START DOCUMENT PASSAGE

My Failed Jobs Program
One of those 2 million jobs created in the U.S. last year -- the ones President Clinton is so proud of -- was created by me. Around September, I decided to hire an assistant. I dreamed of mundane clerical and research tasks being lifted from my shoulders, so that I could devote myself more fully to pure cogitation on the pressing issues facing humankind. Less nobly, I dreamed of joining the ranks of those Washingtonians who have "aides." Perhaps, I fantasized, I would even have a "key aide" or a "senior aide."
And, needless to say, there would be no "Zoe Baird problem." I was among those people who had spent the early months of 1993 feeling mighty smug because I have always paid the Social Security tax for my once-a-week cleaning lady and have the paperwork to prove it. This second demonstration of my job- creating prowess would not be allowed to mar that record. Anyway, the paperwork would not be my problem. What are assistants for, after all?
Little did I realize. The government makes it comically difficult for the honest citizen to hire a single employee -- and makes it virtually impossible to do it correctly. I'm fairly bright. My assistant is very bright. Between us we have spent many, many hours struggling over the forms. Yet it is inconceivable that we can have got it all right. Now, as a result of my rash attempt to create a job, neither one of us can ever become Attorney General.
Obeying the rules for a part-time household employee is fairly simple, once you get the hang of it. The government sends you a form every three months. You return it with an easy-to-compute check. Once a year, the government sends you a W-2 form, which you fill out in something like octuplicate.
But hiring a full-time business employee plunges you into an entirely new dimension of complexity. By my count (which undoubtedly is wrong), it takes a minimum of 37 different forms and 50 separate checks to hire a single employee for a year, even if she graciously agrees to be paid only once a month.

END DOCUMENT PASSAGE
START DATASET EXCERPTS

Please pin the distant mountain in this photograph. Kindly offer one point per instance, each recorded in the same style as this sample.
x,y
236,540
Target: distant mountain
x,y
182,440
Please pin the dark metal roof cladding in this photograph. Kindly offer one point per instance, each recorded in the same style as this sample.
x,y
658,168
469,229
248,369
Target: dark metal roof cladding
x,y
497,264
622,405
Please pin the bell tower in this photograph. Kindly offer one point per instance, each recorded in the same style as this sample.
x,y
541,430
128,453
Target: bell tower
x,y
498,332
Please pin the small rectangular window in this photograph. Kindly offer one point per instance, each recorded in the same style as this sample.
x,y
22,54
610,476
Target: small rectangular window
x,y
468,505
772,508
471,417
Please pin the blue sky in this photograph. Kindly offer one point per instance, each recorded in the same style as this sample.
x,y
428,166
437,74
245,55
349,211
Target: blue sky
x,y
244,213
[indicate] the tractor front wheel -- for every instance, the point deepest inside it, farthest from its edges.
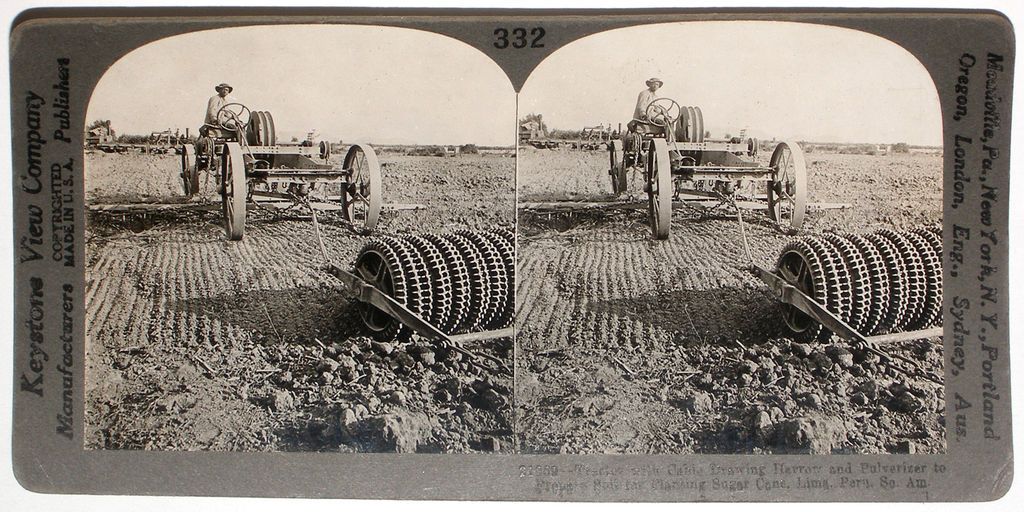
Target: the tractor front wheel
(233, 190)
(659, 188)
(617, 169)
(361, 197)
(787, 187)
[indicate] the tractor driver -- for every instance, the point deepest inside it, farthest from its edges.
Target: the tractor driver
(217, 101)
(646, 97)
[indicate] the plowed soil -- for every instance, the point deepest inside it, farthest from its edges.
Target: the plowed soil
(631, 345)
(200, 343)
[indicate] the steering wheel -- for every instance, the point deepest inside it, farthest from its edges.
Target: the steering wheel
(663, 115)
(233, 116)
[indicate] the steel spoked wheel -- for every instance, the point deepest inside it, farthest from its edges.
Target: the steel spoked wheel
(189, 174)
(233, 190)
(617, 169)
(795, 268)
(787, 188)
(659, 188)
(373, 267)
(363, 194)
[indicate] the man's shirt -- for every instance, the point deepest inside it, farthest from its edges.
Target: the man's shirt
(645, 98)
(214, 105)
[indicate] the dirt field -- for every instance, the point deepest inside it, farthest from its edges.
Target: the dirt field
(199, 343)
(631, 345)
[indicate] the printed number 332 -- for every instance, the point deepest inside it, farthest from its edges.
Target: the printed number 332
(517, 38)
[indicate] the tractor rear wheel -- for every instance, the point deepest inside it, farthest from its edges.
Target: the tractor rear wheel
(617, 169)
(361, 197)
(659, 188)
(787, 187)
(233, 190)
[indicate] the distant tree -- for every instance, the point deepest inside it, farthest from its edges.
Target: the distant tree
(100, 123)
(537, 118)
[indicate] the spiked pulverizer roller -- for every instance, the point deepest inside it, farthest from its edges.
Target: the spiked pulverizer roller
(452, 287)
(873, 288)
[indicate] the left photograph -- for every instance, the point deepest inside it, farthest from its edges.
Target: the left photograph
(301, 238)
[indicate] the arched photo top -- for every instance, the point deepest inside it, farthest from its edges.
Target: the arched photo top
(379, 84)
(775, 79)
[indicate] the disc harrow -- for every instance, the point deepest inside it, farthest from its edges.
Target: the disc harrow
(860, 287)
(436, 285)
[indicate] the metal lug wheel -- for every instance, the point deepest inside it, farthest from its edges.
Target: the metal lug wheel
(659, 188)
(797, 271)
(233, 190)
(787, 188)
(373, 267)
(363, 194)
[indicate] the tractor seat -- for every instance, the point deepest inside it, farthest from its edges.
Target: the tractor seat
(645, 127)
(221, 133)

END DATASET EXCERPTS

**ACTIVITY 1**
Print the stretch of the essay about hiring an assistant from "Obeying the rules" through "something like octuplicate.".
**ACTIVITY 2**
Write the passage that comes next in the essay about hiring an assistant, picking up after its final sentence.
The items have no connection to the essay about hiring an assistant.

**EXERCISE ANSWER 1**
Obeying the rules for a part-time household employee is fairly simple, once you get the hang of it. The government sends you a form every three months. You return it with an easy-to-compute check. Once a year, the government sends you a W-2 form, which you fill out in something like octuplicate.

**EXERCISE ANSWER 2**
Forms. At the federal level, there is the employer-registration form, which gets you your employer number; the W-4, which counts the employee's deductions; the annual W-2, listing all income earned and taxes withheld; the W-3, summarizing all the W-2s (required, even when there is only one W-2); Form 941, "Employer's Quarterly Federal Tax Return"; plus forms with each check you write. The District of Columbia requires its own employer- registration form (with, of course, a different employer number); its own D-4 model of the federal W-4; and the ever-popular FR-900BO, "Annual Reconciliation and Report," plus forms with each check.
Checks. Once a month, one check goes to the employee, and another goes to pay for health insurance. One monthly check goes to the feds and another goes to the District of Columbia, reflecting federal income-tax withholding, federal Social Security and Medicare (employee's and employer's shares), and local income-tax withholding. Separate checks go to the feds and the District of Columbia -- only one a year each! -- for unemployment insurance. (The District of Columbia form is called "Quarterly" but needs to be filed annually. Or so I think.) The chance that all these checks are for the right amounts is slim.